Items stored from a collection
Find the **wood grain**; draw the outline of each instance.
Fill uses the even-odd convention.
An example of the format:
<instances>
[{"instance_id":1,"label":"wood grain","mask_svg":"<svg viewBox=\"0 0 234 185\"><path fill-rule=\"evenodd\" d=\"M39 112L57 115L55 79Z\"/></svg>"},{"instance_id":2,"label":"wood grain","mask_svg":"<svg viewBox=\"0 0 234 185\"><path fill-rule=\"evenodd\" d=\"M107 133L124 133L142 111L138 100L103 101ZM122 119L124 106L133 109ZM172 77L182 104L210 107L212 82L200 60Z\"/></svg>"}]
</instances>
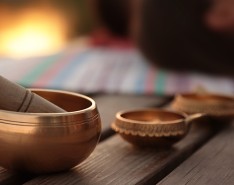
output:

Task to carry out: Please print every row above word for word, leaving the pictures out.

In response:
Find the **wood grain**; draw the outline of each instance.
Fill uses the even-odd convention.
An example of the format:
<instances>
[{"instance_id":1,"label":"wood grain","mask_svg":"<svg viewBox=\"0 0 234 185\"><path fill-rule=\"evenodd\" d=\"M39 112L57 115L55 79Z\"/></svg>"},{"instance_id":2,"label":"wood grain","mask_svg":"<svg viewBox=\"0 0 234 185\"><path fill-rule=\"evenodd\" d=\"M107 133L124 133L142 111L138 100L103 101ZM122 119L124 106L133 109ZM172 77L182 104L210 107L212 82L200 60Z\"/></svg>"}]
</instances>
output:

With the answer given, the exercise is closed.